### Written request
Render every line of the data below as a Markdown table with the columns "Row" and "Entry," numbering the rows and omitting blank lines.

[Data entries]
+ + + + + + +

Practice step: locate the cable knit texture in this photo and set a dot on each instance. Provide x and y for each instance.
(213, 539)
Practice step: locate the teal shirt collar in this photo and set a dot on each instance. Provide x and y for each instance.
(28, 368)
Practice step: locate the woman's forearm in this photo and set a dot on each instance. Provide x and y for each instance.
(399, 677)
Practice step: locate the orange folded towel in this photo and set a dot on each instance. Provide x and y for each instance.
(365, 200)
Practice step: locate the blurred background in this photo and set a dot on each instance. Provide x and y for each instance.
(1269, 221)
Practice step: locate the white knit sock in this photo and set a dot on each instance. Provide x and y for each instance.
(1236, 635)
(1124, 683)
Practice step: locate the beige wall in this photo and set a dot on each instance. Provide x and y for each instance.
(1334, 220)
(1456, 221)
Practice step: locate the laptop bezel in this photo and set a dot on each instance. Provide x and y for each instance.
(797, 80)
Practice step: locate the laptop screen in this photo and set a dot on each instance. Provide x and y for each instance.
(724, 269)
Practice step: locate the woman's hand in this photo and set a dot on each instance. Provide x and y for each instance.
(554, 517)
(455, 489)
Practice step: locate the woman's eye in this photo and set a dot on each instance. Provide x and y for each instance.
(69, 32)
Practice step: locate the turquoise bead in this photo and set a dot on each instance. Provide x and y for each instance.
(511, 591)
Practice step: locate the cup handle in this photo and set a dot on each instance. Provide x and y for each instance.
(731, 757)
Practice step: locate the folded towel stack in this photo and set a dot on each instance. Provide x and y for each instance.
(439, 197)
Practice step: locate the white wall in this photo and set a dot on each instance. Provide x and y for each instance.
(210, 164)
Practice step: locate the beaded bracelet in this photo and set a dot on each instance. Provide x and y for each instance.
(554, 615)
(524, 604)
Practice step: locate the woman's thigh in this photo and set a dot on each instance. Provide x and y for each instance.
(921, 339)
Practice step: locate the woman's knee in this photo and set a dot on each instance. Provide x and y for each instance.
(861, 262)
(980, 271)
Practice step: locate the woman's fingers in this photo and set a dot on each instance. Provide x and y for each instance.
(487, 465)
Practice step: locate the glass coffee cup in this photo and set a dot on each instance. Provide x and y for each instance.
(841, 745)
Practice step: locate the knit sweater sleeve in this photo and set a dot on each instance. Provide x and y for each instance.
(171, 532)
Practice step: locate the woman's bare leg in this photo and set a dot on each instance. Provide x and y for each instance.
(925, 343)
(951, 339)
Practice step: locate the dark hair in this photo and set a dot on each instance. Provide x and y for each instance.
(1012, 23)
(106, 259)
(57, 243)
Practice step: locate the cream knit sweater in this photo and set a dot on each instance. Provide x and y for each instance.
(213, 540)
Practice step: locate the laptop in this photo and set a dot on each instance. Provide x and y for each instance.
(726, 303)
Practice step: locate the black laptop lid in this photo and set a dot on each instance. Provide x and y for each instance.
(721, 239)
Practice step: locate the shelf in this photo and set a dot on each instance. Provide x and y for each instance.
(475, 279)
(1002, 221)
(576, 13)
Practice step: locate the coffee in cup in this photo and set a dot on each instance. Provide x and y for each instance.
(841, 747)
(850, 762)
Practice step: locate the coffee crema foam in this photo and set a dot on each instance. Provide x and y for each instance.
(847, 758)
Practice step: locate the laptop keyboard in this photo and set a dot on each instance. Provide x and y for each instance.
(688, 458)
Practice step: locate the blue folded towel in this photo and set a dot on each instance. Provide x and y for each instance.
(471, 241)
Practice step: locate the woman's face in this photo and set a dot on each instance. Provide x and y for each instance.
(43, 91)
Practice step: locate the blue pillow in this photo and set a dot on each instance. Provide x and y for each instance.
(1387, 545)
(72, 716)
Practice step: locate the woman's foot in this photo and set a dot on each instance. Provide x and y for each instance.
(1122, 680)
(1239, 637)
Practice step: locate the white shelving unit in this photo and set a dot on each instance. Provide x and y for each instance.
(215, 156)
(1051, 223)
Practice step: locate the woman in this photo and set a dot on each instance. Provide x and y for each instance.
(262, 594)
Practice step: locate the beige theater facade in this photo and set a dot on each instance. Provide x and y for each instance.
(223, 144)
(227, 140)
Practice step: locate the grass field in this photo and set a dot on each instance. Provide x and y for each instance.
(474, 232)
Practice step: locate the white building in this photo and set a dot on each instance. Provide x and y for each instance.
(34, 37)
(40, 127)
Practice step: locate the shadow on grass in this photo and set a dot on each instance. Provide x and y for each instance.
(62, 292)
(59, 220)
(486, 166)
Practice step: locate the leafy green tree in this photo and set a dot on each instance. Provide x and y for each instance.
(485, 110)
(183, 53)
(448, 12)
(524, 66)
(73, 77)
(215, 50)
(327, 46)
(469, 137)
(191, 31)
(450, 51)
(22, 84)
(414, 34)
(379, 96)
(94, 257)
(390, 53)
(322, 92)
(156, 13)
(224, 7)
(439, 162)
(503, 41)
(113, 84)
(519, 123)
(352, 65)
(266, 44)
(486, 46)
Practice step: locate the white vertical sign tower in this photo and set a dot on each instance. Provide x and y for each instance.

+ + + + + + +

### Result of the exercise
| Row | Entry |
|---|---|
| 1 | Practice step: locate the cable knit texture in this photo and set a dot on each instance. Provide x and y for each instance. |
| 2 | (213, 539) |
| 3 | Practice step: locate the teal shirt collar in this photo and set a dot on each instance. Provide x and y for each instance. |
| 4 | (28, 368) |
| 5 | Practice step: locate the woman's forearm in this photo and set a dot on each instance. Provide x and y for each instance. |
| 6 | (399, 677) |
| 7 | Practice step: locate the orange folded towel in this photo and set a dot on each instance. Provide x and y for each instance. |
| 8 | (365, 200) |
| 9 | Practice step: locate the blurred background in this photo and set a dot on each instance. Provide x and y for each instance. |
| 10 | (1269, 221) |
| 11 | Practice step: locate the white knit sock in this photo and set a dot on each instance. Provide x and y for each instance. |
| 12 | (1236, 635) |
| 13 | (1124, 683) |
| 14 | Practice step: locate the beige wall in this photo and set a dot on each instance. Provide x and y for each instance. |
| 15 | (1334, 220) |
| 16 | (1456, 221) |
| 17 | Practice step: locate the laptop bezel in this photo and set a dot on each instance. Provide x and y for each instance. |
| 18 | (797, 80) |
| 19 | Practice step: locate the laptop screen in this photo and set a dot on each instance. Provide x and y for each instance. |
| 20 | (724, 269) |
| 21 | Practice step: locate the woman's hand in this photo and set a dot on each instance. Provide x and y for each instance. |
| 22 | (554, 517) |
| 23 | (455, 489) |
| 24 | Practice step: locate the woman's eye in this photo and set a dot on each instance. Provide x and y for each instance. |
| 25 | (69, 32) |
| 26 | Practice step: locate the turquoise bead in this photo and set a dot on each instance. Provide x and y for each instance. |
| 27 | (511, 591) |
| 28 | Practice step: locate the cup handle in this photo and set a dot on each instance. Provide x and y for each instance. |
| 29 | (731, 757) |
| 30 | Practice step: locate the folded towel stack in this photo and set a dot on each instance. Provide x and y for each instance. |
| 31 | (439, 197) |
| 32 | Practice step: locate the white wall in this photo and set a dot on each instance. Provide x and y for each instance. |
| 33 | (210, 164) |
| 34 | Practice step: locate the beaded bracelet in this photo and set a dot on each instance. Provide x and y for each instance. |
| 35 | (554, 615) |
| 36 | (524, 604) |
| 37 | Practice step: locate the woman's thigh in this photo and set a dot on each instance. Provide x and y for each instance. |
| 38 | (921, 339) |
| 39 | Practice step: locate the woman's knee in this photo and set a dot on each instance. Provide x and y for each instance. |
| 40 | (861, 262) |
| 41 | (980, 271) |
| 42 | Practice step: locate the woman's fingers in this photo and set a dot on each instance. Provide x and y for each instance. |
| 43 | (487, 465) |
| 44 | Practice step: locate the glass coffee cup in this photo and set a dot on each instance. Provide x and y for each instance. |
| 45 | (841, 745) |
| 46 | Practice step: locate the knit sweater sleeve in this photo and set a dot on each instance. Provide x and y for each instance. |
| 47 | (171, 532) |
| 48 | Practice step: locate the woman's bare leg in this photo and set a dot on each instance. Provide x and y for each instance. |
| 49 | (925, 343) |
| 50 | (951, 339) |
| 51 | Practice step: locate the dark hair in this photo and set a dot on each instance. Provide x and y for each instance. |
| 52 | (1012, 23) |
| 53 | (106, 259) |
| 54 | (57, 243) |
| 55 | Practice step: locate the cream knit sweater in this photo and set a dot on each instance. Provide x and y for each instance. |
| 56 | (213, 540) |
| 57 | Practice step: locate the laptop in this photo and set a dot on each instance. Provide x and y for each instance. |
| 58 | (726, 303) |
| 59 | Practice step: locate the black laptop lid in this photo and set a dot on each instance. Provide x and y for each instance. |
| 60 | (721, 239) |
| 61 | Practice step: locate the shelf in this photo and set a dot on each instance. Provide x and y for each instance. |
| 62 | (475, 279) |
| 63 | (1002, 221) |
| 64 | (576, 13) |
| 65 | Practice step: locate the coffee in cup in this photo and set a dot on each instance. Provide x and y for each instance. |
| 66 | (841, 747) |
| 67 | (850, 762) |
| 68 | Practice step: locate the coffee crema foam in this photo and set a dot on each instance. Provide x and y for each instance. |
| 69 | (847, 758) |
| 70 | Practice step: locate the laptop keyboard in this photo and set a dot on each instance. Provide x and y for each instance. |
| 71 | (688, 458) |
| 72 | Practice step: locate the blue folded towel in this photo and set a dot on each instance. Provide x and y for each instance. |
| 73 | (471, 241) |
| 74 | Practice step: locate the woman's face in this photo and set a dot on each instance. Provide x and y for each instance. |
| 75 | (43, 91) |
| 76 | Practice step: locate the blue pillow in this photo and set a dot on each instance. Provide x and y for each instance. |
| 77 | (1387, 545) |
| 78 | (72, 716) |
| 79 | Practice step: locate the woman's foot in this photo and set a dot on each instance. Provide x and y for each instance. |
| 80 | (1122, 680) |
| 81 | (1239, 637) |
| 82 | Practice step: locate the white shelving unit in this photo and set a dot on each instance. Provide x and y for each instance. |
| 83 | (215, 156) |
| 84 | (1051, 223) |
| 85 | Practice step: locate the woman in this photo and set a dot on each instance. Provide x and y for each instance. |
| 86 | (262, 594) |
| 87 | Practice step: locate the beige theater facade in this photo and set a dot on each instance. Provide x and y for each instance. |
| 88 | (223, 144) |
| 89 | (227, 140) |
| 90 | Practice step: locate the grass field in this photo and set a dot on each instance. Provide x and y for each instance. |
| 91 | (474, 232) |
| 92 | Practice step: locate the white building in this photo and set a dot on each instance. Provide x and y for each instance. |
| 93 | (34, 37) |
| 94 | (40, 127) |
| 95 | Practice step: locate the shadow on grass in this photo and set a dot on each instance. Provide x and y for each instance. |
| 96 | (62, 292) |
| 97 | (59, 220) |
| 98 | (486, 166) |
| 99 | Practice step: locate the leafy green tree in this photo and set a dot on each instance. Provide x and y for each instance. |
| 100 | (485, 110) |
| 101 | (183, 53) |
| 102 | (448, 12) |
| 103 | (524, 66) |
| 104 | (73, 77) |
| 105 | (215, 50) |
| 106 | (327, 46) |
| 107 | (469, 137) |
| 108 | (191, 31) |
| 109 | (450, 51) |
| 110 | (22, 84) |
| 111 | (414, 34) |
| 112 | (379, 96) |
| 113 | (94, 257) |
| 114 | (390, 53) |
| 115 | (322, 92) |
| 116 | (156, 13) |
| 117 | (224, 7) |
| 118 | (439, 162) |
| 119 | (503, 41) |
| 120 | (113, 84) |
| 121 | (519, 123) |
| 122 | (352, 65) |
| 123 | (266, 44) |
| 124 | (486, 46) |
| 125 | Practice step: locate the white vertical sign tower in this photo and set a dot on each instance. Provide x and y for each instance. |